(Entries from a data source)
** BEGIN **

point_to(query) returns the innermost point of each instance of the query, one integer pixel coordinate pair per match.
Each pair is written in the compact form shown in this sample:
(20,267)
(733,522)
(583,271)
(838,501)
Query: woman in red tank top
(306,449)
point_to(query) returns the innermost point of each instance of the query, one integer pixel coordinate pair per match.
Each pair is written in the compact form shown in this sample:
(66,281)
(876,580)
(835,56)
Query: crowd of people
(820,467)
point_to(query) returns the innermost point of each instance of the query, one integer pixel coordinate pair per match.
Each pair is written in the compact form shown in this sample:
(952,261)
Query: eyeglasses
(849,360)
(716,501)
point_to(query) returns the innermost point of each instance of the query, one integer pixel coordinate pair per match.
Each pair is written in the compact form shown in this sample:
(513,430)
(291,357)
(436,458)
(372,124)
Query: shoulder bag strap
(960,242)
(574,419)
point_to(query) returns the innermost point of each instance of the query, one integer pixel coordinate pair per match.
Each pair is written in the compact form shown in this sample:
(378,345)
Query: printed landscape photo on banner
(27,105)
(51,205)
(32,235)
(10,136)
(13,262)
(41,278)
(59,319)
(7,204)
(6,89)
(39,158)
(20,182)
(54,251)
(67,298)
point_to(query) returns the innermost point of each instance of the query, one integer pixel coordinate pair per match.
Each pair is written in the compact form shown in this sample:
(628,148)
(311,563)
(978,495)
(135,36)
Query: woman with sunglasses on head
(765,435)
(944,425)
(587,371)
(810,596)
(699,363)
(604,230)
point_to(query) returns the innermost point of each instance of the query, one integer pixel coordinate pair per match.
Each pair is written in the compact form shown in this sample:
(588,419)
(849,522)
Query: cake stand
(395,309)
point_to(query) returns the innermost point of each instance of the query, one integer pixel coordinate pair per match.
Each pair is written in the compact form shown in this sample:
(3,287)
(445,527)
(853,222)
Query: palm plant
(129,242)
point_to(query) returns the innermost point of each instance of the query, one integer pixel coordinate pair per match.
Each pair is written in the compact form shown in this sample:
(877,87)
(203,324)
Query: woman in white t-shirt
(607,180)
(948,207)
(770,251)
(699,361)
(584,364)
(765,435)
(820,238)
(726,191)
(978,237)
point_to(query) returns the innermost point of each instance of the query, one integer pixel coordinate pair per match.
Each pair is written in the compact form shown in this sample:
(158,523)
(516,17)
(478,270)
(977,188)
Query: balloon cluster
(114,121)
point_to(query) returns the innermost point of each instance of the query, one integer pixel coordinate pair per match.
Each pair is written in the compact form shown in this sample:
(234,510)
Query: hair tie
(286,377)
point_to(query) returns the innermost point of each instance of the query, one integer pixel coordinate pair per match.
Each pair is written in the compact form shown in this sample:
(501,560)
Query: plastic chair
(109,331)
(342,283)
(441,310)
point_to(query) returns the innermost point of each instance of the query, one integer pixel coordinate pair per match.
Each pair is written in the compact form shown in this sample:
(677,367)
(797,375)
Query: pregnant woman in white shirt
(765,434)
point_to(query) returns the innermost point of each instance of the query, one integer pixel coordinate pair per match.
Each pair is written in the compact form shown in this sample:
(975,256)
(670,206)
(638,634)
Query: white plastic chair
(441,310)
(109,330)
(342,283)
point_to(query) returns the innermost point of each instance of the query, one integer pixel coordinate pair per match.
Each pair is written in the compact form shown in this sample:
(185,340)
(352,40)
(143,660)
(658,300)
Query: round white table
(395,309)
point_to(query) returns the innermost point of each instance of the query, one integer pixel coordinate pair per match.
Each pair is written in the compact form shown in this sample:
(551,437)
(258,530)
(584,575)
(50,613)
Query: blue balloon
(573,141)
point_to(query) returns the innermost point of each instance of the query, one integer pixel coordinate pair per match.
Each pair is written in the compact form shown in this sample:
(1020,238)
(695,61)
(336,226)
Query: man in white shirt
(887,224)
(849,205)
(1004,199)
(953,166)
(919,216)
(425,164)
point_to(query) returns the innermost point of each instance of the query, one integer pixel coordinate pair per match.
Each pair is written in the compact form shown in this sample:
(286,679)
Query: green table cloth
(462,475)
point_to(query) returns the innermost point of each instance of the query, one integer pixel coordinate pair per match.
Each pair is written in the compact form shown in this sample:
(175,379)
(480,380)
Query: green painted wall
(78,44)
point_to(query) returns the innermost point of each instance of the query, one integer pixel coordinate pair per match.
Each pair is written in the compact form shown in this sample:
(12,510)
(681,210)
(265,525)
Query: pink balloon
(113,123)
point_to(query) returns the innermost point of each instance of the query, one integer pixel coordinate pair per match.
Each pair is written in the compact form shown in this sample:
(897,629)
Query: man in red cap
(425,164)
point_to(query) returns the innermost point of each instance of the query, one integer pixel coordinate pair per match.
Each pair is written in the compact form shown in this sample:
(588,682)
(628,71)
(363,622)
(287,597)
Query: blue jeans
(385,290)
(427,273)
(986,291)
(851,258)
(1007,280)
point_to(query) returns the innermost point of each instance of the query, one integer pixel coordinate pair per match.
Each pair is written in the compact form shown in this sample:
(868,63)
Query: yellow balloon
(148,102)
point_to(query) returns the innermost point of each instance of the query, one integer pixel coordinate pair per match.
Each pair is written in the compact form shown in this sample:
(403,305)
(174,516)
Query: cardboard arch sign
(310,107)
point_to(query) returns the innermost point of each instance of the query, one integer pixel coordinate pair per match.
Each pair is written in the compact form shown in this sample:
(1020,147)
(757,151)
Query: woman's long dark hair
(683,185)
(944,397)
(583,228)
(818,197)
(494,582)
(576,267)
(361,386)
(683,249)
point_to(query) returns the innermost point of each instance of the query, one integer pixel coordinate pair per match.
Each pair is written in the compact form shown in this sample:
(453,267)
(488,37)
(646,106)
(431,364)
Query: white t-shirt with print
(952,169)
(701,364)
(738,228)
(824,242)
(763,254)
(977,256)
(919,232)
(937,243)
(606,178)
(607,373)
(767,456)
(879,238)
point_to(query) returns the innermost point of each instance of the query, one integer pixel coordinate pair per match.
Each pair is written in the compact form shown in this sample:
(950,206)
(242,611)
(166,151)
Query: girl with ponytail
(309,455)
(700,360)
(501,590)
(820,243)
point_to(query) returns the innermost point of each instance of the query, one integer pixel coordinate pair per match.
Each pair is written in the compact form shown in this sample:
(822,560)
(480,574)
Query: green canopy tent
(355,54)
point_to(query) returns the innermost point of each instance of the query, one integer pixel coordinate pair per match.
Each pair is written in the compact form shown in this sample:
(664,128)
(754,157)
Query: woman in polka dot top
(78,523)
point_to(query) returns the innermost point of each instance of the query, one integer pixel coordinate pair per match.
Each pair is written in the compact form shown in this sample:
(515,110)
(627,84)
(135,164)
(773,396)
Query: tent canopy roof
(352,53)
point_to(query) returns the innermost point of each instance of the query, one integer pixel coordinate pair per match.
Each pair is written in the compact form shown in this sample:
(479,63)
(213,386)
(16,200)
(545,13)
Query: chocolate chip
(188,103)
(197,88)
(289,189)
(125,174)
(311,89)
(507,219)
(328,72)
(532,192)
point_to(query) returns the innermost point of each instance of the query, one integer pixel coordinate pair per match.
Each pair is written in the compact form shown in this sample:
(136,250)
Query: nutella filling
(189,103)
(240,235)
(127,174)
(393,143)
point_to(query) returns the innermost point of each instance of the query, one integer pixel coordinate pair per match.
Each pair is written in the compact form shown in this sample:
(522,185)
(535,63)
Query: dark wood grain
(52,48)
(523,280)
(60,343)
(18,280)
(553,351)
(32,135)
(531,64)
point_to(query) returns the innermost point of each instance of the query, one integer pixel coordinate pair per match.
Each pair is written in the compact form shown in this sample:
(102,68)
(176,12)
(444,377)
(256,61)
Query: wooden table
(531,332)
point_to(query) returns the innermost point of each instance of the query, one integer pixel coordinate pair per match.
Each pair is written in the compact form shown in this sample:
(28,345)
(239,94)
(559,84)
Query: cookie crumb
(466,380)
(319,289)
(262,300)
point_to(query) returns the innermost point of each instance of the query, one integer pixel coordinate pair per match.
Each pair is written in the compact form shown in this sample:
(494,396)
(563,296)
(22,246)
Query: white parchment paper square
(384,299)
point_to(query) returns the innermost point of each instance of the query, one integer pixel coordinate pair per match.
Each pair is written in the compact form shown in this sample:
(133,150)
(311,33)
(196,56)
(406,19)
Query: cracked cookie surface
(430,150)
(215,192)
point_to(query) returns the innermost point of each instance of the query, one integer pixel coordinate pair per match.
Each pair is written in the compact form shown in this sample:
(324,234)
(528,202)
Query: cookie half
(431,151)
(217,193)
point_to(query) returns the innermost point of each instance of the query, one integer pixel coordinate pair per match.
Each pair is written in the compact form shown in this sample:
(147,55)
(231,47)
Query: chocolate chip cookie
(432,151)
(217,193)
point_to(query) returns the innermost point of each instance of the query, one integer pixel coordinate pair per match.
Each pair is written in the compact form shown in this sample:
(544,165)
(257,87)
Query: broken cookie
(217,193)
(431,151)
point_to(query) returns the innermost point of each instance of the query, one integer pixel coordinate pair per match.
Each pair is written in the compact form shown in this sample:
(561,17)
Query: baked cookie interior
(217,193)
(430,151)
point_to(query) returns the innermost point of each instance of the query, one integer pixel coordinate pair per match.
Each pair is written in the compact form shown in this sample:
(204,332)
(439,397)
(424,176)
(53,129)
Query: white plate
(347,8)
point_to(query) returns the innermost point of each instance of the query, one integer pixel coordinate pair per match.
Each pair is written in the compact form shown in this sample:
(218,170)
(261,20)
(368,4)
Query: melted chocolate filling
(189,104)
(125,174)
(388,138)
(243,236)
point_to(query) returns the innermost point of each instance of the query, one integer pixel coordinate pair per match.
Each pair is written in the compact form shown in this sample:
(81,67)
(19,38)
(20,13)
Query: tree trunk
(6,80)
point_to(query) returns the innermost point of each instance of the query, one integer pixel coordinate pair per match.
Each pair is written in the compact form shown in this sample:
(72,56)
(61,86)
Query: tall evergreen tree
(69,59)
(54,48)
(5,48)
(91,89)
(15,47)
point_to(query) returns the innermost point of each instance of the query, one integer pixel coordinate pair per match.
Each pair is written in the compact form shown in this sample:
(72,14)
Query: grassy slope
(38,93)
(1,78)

** END **

• **What is expected**:
Gather every line in the entries above that contains the word "chocolate", and copy each of those lines in full.

• **Output for this exercise**:
Query: chocolate chip
Query: chocolate chip cookie
Query: melted chocolate filling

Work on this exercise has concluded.